### Input material ###
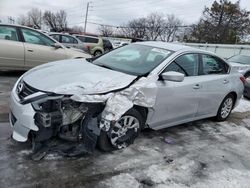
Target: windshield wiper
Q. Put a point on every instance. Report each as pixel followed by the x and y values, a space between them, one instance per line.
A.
pixel 104 66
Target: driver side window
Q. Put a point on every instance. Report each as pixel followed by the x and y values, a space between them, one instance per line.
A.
pixel 186 64
pixel 34 37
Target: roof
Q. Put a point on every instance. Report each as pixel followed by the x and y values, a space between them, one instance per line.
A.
pixel 172 46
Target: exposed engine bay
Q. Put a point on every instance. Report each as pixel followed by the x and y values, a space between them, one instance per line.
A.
pixel 60 117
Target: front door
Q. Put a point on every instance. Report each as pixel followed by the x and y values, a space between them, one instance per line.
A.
pixel 11 48
pixel 177 102
pixel 215 85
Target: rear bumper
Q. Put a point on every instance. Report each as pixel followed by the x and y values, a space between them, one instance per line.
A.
pixel 21 118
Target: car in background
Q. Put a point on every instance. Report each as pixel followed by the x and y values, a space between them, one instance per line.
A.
###
*What is asked:* Write out the whole listing above line for line, changing nothing, and leave out the pictures.

*Written answer:*
Target: windshield wiper
Q. Put a point on every instance. Report each as pixel followed by the x and y values, a space between them, one instance per line.
A.
pixel 104 66
Target: driver side window
Q. Put a point on every instance. Report each as pixel followed by the x and y values, a space between them, one instance per line.
A.
pixel 186 64
pixel 34 37
Target: roof
Q. Put a point on every instance. Report each as pixel followed by the x and y values, a space between them, one instance per line.
A.
pixel 172 46
Target: exposed engine bay
Q. Put a point on every instance. Report each as pixel followed by the x and y values, a space between them, one instance per line.
A.
pixel 60 117
Target: front door
Q. Put a point on every instance. Report each as pixel followed by the x and y values, a space between them, one instance per line.
A.
pixel 11 48
pixel 177 102
pixel 215 85
Target: rear bumper
Q. Put a point on every instance. Report each as pixel followed by the x and y values, a space between them, one instance per line.
A.
pixel 21 118
Target: car in background
Q. Put a point on every instance. Report each as pixel followed by the x and y values, a space between them, one instance per line.
A.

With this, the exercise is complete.